PROBLEM REQUIREMENTS:
Every record must be transcribed in its entirety, apart from the images, which are to be omitted.

━━━ SUPPLIED DATA

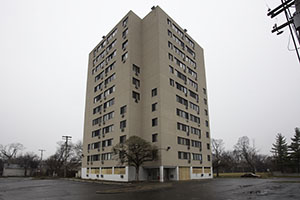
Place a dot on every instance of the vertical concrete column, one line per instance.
(161, 173)
(177, 173)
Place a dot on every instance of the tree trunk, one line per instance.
(137, 170)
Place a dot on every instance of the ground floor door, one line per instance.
(184, 173)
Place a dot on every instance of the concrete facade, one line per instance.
(147, 78)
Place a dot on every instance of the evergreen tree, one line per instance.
(280, 151)
(294, 149)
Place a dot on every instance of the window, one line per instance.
(96, 145)
(190, 51)
(181, 88)
(170, 45)
(109, 103)
(96, 133)
(193, 84)
(113, 54)
(154, 107)
(183, 155)
(182, 127)
(196, 144)
(124, 34)
(98, 98)
(122, 139)
(123, 110)
(206, 123)
(123, 124)
(207, 134)
(182, 101)
(169, 22)
(95, 157)
(124, 44)
(109, 91)
(106, 156)
(183, 141)
(135, 95)
(108, 116)
(124, 56)
(99, 76)
(180, 64)
(154, 137)
(154, 92)
(170, 33)
(196, 131)
(170, 57)
(208, 146)
(98, 87)
(194, 107)
(154, 122)
(108, 129)
(136, 69)
(180, 75)
(125, 22)
(110, 67)
(110, 79)
(195, 118)
(136, 82)
(96, 121)
(191, 72)
(171, 69)
(172, 83)
(197, 156)
(206, 112)
(182, 114)
(97, 109)
(194, 95)
(112, 45)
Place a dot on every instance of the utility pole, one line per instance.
(67, 138)
(41, 150)
(292, 21)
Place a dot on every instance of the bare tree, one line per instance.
(280, 152)
(135, 151)
(217, 150)
(28, 161)
(246, 152)
(8, 152)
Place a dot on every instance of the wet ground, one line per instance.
(216, 189)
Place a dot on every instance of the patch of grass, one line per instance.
(239, 174)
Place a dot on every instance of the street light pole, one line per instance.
(67, 138)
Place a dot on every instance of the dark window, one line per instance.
(206, 123)
(154, 137)
(123, 110)
(154, 92)
(154, 107)
(122, 139)
(123, 124)
(172, 82)
(135, 95)
(207, 134)
(154, 122)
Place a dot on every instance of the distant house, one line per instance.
(14, 170)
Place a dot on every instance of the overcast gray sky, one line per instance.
(253, 79)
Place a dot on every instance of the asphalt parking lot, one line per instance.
(222, 188)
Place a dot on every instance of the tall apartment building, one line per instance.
(147, 78)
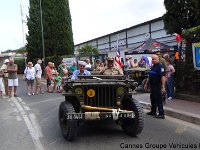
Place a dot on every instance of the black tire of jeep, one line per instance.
(68, 127)
(134, 126)
(142, 86)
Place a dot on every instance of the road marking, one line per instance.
(31, 124)
(45, 101)
(19, 118)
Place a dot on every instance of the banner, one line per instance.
(196, 55)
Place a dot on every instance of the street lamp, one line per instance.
(43, 50)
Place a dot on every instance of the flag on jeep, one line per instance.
(118, 57)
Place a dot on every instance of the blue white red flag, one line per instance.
(118, 57)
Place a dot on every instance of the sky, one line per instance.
(90, 18)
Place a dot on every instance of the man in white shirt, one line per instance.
(38, 76)
(80, 71)
(88, 65)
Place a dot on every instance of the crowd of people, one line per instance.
(56, 75)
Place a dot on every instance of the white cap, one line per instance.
(82, 63)
(39, 61)
(6, 61)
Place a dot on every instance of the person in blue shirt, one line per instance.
(157, 84)
(81, 71)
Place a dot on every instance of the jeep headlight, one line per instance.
(78, 91)
(120, 90)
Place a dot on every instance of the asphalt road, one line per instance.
(31, 123)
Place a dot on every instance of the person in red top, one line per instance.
(48, 76)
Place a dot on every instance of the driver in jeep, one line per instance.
(110, 68)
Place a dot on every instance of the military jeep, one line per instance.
(100, 97)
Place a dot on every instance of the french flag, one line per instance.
(118, 57)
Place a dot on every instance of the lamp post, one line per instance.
(43, 50)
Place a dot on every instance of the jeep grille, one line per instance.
(105, 96)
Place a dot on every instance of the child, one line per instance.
(57, 79)
(1, 84)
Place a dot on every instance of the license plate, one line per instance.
(126, 115)
(74, 116)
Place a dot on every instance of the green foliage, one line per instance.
(88, 50)
(192, 34)
(20, 64)
(181, 15)
(54, 59)
(57, 29)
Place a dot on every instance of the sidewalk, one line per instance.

━━━━━━

WRITTEN SOLUTION:
Place a dot on every instance of the vertical concrete column, one line per instance.
(161, 173)
(177, 173)
Place a dot on every instance of the tree trunk, one line per instance.
(137, 170)
Place a dot on every instance of the ground floor door, one line per instance.
(184, 173)
Place a dot on every instance of the concrete facade, one line per instance.
(147, 78)
Place a dot on every instance of the evergreen tree, one line per instance.
(280, 151)
(294, 149)
Place a dot on every instance of the window, one line per instance.
(96, 145)
(190, 51)
(181, 88)
(170, 45)
(109, 103)
(96, 133)
(193, 84)
(113, 54)
(154, 107)
(183, 155)
(182, 127)
(196, 144)
(124, 34)
(98, 98)
(122, 139)
(123, 110)
(206, 123)
(123, 124)
(207, 134)
(182, 101)
(169, 22)
(95, 157)
(124, 44)
(109, 91)
(106, 156)
(183, 141)
(135, 95)
(108, 116)
(124, 56)
(99, 76)
(180, 64)
(154, 137)
(154, 92)
(170, 33)
(196, 131)
(170, 57)
(208, 146)
(98, 87)
(194, 107)
(154, 122)
(108, 129)
(136, 69)
(180, 75)
(125, 22)
(110, 67)
(110, 79)
(195, 118)
(136, 82)
(96, 121)
(191, 72)
(171, 69)
(172, 83)
(197, 156)
(206, 112)
(182, 114)
(97, 109)
(194, 95)
(112, 45)
Place a dot on every instance of the utility pole, one line per instance.
(67, 138)
(41, 150)
(292, 21)
Place a dot on every instance of the bare tree, one line per instance.
(280, 152)
(135, 151)
(217, 150)
(28, 161)
(246, 152)
(8, 152)
Place a dot on every instance of the wet ground, one line per instance.
(216, 189)
Place a dot on every instance of the patch of grass, one line per instance.
(239, 174)
Place a dot on every instance of the street light pole, one line per instance.
(67, 138)
Place a dot on every instance of the dark window, one line per instance.
(206, 123)
(154, 137)
(123, 110)
(154, 92)
(154, 107)
(122, 139)
(123, 124)
(172, 82)
(135, 95)
(207, 134)
(154, 122)
Place a dot on every instance of the distant house, one line per instance.
(14, 170)
Place a dot on every instance of the overcast gray sky, one line per instance.
(253, 79)
Place a dot on every instance of the asphalt parking lot, one line per instance.
(222, 188)
Place a dot on every instance of the tall apartment building, one line per instance.
(147, 78)
Place a dot on every instance of the black tire of jeep, one line per instance.
(68, 127)
(134, 126)
(142, 86)
Place a dot on every instance of the road marking, one line per instance.
(31, 124)
(45, 101)
(19, 118)
Place a dot on every instance of the banner, one line per instance.
(196, 55)
Place a dot on every instance of the street lamp, one line per instance.
(43, 50)
Place a dot on every instance of the flag on jeep, one line per instance.
(118, 57)
Place a dot on every instance of the blue white red flag, one line per instance.
(118, 57)
Place a dot on every instance of the sky, one line per instance.
(90, 18)
Place a dot on every instance of the man in white shirt, one line per instance.
(38, 76)
(80, 71)
(88, 65)
Place a dot on every instance of the crowd of people, one line per instance.
(56, 75)
Place a dot on every instance of the white cap, one line per instance.
(82, 63)
(39, 61)
(6, 61)
Place a dot on every instance of the person in blue shirt, one line per instance.
(157, 84)
(81, 71)
Place a dot on every instance of the jeep headlight, one line per instance.
(78, 91)
(120, 90)
Place a dot on every instance of the asphalt road, one line per instance.
(31, 123)
Place a dot on every instance of the person in red top, one line per instance.
(48, 76)
Place a dot on every instance of the driver in jeep, one line per instance.
(110, 68)
Place a dot on every instance of the military jeep, one line per instance.
(100, 97)
Place a dot on every instance of the french flag, one line per instance.
(118, 57)
Place a dot on every instance of the lamp post, one line per instance.
(43, 50)
Place a dot on every instance of the jeep grille, one line per instance.
(105, 96)
Place a dot on every instance of the child, one line per instance.
(57, 79)
(1, 84)
Place a dot on every instance of the license plate, one line per instance.
(126, 115)
(74, 116)
Place a dot on every instance of the green foliage, one line per instance.
(88, 50)
(192, 34)
(20, 64)
(181, 15)
(54, 59)
(57, 29)
Place a dot on every instance of the sidewalk, one line per instance.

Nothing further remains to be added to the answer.